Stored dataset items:

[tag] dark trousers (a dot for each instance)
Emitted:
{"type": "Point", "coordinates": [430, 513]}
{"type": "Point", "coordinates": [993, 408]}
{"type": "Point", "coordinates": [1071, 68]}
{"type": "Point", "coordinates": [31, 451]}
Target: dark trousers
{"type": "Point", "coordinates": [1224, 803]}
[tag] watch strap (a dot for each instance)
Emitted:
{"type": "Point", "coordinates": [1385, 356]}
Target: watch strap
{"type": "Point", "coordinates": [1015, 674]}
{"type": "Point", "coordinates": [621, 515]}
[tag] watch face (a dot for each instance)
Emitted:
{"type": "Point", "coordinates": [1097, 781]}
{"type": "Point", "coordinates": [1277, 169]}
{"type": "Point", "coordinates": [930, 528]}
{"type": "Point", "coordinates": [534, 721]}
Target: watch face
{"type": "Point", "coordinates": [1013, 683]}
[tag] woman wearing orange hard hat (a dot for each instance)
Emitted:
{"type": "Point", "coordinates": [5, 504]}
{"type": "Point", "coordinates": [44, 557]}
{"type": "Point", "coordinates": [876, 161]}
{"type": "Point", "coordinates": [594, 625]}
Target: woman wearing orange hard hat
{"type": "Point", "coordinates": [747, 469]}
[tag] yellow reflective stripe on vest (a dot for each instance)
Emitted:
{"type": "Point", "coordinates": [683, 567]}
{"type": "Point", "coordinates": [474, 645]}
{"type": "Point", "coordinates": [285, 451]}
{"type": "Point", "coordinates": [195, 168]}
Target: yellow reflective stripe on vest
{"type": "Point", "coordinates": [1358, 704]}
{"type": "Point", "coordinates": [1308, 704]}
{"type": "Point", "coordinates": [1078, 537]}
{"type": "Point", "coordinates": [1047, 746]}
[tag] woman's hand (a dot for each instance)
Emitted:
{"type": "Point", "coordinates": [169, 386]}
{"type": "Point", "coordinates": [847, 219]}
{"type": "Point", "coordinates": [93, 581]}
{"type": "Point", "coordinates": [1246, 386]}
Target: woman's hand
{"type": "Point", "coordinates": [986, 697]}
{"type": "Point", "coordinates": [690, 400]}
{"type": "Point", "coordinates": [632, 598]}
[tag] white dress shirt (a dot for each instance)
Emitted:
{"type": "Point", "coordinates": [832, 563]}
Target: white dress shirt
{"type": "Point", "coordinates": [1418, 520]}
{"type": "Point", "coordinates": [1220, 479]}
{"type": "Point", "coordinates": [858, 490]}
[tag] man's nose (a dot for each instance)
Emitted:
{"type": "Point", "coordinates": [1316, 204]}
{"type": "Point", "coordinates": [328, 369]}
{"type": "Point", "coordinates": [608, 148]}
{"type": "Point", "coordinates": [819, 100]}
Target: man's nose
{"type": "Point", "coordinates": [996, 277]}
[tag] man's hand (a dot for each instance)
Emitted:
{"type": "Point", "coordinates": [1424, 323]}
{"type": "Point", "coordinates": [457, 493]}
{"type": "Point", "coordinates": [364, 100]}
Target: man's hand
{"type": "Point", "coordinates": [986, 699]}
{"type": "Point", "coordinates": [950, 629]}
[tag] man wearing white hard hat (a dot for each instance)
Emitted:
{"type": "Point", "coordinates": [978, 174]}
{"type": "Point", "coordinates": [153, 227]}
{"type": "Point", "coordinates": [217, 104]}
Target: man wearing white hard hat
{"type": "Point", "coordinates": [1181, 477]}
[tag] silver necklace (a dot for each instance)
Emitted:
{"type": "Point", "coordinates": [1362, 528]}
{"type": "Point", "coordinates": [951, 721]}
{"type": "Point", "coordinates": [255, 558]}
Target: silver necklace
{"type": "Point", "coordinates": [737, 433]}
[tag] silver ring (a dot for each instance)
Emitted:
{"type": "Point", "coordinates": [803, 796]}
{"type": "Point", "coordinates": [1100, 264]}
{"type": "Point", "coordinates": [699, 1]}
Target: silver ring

What you should do:
Reproduce without any change the lines of the records beginning with the line that contains "[tag] man's nose (a dot for each instance)" and continuing through the last line of the records, both ends included.

Answer:
[tag] man's nose (a dot for each instance)
Emitted:
{"type": "Point", "coordinates": [1316, 204]}
{"type": "Point", "coordinates": [328, 369]}
{"type": "Point", "coordinates": [608, 148]}
{"type": "Point", "coordinates": [819, 100]}
Target: man's nose
{"type": "Point", "coordinates": [996, 277]}
[tag] man's hand (a dot for each instance)
Emitted:
{"type": "Point", "coordinates": [1424, 323]}
{"type": "Point", "coordinates": [457, 493]}
{"type": "Point", "coordinates": [364, 100]}
Target: man's hand
{"type": "Point", "coordinates": [986, 699]}
{"type": "Point", "coordinates": [950, 629]}
[tag] man wearing white hard hat (a dot for each instance)
Emitted:
{"type": "Point", "coordinates": [978, 174]}
{"type": "Point", "coordinates": [153, 227]}
{"type": "Point", "coordinates": [217, 104]}
Target: man wearing white hard hat
{"type": "Point", "coordinates": [1181, 477]}
[tag] silver necklace (a dot for each instance)
Emitted:
{"type": "Point", "coordinates": [1362, 528]}
{"type": "Point", "coordinates": [951, 721]}
{"type": "Point", "coordinates": [255, 558]}
Target: silver necklace
{"type": "Point", "coordinates": [737, 433]}
[tag] silver ring (a dot for each instance)
Emitted:
{"type": "Point", "coordinates": [803, 796]}
{"type": "Point", "coordinates": [1100, 264]}
{"type": "Point", "coordinates": [699, 1]}
Target: silver ring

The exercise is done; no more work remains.